_Text block:_
= = = = =
Mystery of Missing Returns

Warm Greetings from PenguWIN:

            I wanted to share this message with you before you might observe and become anxious. A couple of our investors have noticed it and requested for clarification. It has no effect on the value of the fund but portrays the performance in poor light. The details might be slightly technical (no impact to you) which is the reason why I was holding this message but thought that this note be shared when investors started asking for the clarification.   

The Categorization and Rationalization of Mutual Fund Schemes was initiated by SEBI, last year, to ensure that the schemes are clearly distinct in terms of investment strategy, asset allocation, uniformity in characteristics of similar type of schemes to help investors take informed decisions.

SEBI had discussed this with the MFAC (Mutual Fund Advisory Committee) and as a result of deliberations, the committee proposed the following changes in Oct 2017 to be implemented by the fund houses by June 2018.
= = = = =
_Dataset entries:_
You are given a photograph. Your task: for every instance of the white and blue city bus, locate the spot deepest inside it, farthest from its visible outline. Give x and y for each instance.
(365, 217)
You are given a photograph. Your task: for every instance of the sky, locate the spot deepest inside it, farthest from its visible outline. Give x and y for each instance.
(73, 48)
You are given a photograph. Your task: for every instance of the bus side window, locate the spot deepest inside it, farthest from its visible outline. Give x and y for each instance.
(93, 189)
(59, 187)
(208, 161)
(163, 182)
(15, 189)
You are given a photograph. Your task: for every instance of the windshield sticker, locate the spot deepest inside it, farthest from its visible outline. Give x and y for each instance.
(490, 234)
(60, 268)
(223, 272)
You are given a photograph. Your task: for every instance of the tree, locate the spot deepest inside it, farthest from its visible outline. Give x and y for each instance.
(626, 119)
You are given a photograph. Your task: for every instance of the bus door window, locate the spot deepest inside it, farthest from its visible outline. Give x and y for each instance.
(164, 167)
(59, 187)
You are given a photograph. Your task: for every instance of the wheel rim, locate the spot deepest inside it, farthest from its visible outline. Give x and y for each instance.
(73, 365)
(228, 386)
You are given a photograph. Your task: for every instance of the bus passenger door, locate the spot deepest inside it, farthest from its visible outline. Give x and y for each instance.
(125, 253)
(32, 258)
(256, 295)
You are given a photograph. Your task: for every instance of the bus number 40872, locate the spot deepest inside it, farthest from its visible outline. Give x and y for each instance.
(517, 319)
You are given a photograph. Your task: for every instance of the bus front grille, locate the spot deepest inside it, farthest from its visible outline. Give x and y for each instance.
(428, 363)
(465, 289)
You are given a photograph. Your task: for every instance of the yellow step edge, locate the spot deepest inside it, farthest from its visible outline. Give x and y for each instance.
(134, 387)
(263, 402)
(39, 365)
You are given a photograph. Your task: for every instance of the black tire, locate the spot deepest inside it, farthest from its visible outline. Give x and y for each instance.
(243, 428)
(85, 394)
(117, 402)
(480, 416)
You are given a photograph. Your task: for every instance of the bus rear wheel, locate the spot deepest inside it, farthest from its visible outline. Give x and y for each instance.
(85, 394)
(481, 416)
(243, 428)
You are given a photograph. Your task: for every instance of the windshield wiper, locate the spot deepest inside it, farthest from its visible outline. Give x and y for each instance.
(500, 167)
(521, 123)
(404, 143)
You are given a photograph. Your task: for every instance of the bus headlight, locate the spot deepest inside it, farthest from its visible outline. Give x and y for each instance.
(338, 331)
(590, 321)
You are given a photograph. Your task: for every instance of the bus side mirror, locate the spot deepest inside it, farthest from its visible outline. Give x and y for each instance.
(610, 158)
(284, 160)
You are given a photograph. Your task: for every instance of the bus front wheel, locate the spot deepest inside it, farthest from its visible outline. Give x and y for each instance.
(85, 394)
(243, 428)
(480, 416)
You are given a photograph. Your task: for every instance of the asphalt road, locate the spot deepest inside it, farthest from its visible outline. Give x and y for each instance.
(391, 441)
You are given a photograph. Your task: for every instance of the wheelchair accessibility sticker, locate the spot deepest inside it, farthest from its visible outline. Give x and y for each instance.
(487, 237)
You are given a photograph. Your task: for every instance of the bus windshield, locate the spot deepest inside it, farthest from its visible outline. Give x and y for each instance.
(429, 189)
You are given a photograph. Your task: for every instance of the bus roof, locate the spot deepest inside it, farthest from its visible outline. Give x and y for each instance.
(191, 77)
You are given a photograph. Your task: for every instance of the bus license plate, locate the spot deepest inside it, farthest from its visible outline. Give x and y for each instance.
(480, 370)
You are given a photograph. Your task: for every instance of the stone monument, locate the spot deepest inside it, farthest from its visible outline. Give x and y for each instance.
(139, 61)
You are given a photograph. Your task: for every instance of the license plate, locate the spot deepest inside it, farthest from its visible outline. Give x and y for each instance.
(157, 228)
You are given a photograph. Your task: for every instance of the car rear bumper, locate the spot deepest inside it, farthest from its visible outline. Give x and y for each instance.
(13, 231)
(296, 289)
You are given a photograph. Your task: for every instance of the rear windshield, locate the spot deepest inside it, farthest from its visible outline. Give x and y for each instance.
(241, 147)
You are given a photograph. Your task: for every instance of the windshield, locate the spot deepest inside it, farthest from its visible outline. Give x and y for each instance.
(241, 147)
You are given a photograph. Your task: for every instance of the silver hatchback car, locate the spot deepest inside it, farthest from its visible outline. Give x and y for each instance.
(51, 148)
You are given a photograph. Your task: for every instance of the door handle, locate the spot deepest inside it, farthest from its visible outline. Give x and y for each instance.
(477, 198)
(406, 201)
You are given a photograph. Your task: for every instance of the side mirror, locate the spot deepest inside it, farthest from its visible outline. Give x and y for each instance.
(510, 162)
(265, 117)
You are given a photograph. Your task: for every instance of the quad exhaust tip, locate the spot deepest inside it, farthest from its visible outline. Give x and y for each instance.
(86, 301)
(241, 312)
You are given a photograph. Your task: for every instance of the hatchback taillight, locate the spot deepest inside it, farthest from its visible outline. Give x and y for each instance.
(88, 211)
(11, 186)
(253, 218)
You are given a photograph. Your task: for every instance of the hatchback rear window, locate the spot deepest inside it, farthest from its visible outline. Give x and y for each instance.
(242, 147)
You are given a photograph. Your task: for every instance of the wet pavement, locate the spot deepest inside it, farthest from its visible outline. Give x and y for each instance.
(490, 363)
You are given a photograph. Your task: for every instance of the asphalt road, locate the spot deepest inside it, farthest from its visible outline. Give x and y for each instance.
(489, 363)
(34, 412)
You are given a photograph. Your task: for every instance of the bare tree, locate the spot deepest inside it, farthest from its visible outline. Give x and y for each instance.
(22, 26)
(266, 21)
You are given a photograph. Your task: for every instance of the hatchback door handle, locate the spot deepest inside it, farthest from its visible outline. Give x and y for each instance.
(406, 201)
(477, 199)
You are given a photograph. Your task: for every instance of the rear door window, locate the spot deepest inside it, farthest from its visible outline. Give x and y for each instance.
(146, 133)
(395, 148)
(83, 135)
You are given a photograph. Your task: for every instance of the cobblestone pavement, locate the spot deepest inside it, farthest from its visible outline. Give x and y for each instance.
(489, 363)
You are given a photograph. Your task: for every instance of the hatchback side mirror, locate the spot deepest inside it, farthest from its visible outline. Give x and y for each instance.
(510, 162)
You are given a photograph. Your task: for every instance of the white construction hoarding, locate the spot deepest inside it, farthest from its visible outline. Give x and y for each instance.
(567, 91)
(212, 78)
= = = = =
_What this exercise asks:_
**A.** Answer these from the mutual fund note, one line each:
(i) Which body started the Categorization and Rationalization of Mutual Fund Schemes?
(ii) In what month and year did the committee propose its changes?
(iii) By when were fund houses to put those changes in place?
**B.** Name every organization that the mutual fund note mentions by name.
**C.** Carry the mutual fund note forward from its final sentence.

_Task responses:_
**A.**
(i) SEBI
(ii) Oct 2017
(iii) June 2018

**B.** PenguWIN, SEBI, MFAC (Mutual Fund Advisory Committee)

**C.**
  • Group Mutual Fund Schemes, into 5 groups including Equity (investing in stock), Debt (investing in overnight securities with 1-day maturity, money market, debt for varying durations), Hybrid (mix of stocks and debt instruments – typical balanced funds), Solution Oriented (Retirement, Children) and others (Index Funds, Exchange Traded Funds, Fund of Funds, International Funds
  • Rationalization of the Market Cap (product of no. of shares and prevailing price) definition by ranking them in descending order:   
    • Top 100 companies in terms of market cap to be referred as Large Cap
    • Companies with market cap from 101 to 250 market cap to be referred as Mid Cap
    • Companies from 251 and above in terms of market cap to be referred as Small Cap

 

This exercise resulted in Mutual Funds to adopt a uniform definition of Market Cap which was different for each fund house earlier as there were no standard definitions, like a small cap company as per Fund house A referred as mid cap company by Fund house B. The exercise also limited fund houses to have only 1 scheme per category, specifically in Equity, Debt and Hybrid resulting in merger of funds, changes to attributes and nomenclature of funds. In the past several fund houses had more than 1 Large Cap, Mid Cap, Balanced Fund and so on.  

As part of the merger of 2 funds into a new category, the assets from each fund had to be transferred into a new pool and either 1 of the exiting fund managers or a new fund manager had to be designated as the fund manager for the merged entity.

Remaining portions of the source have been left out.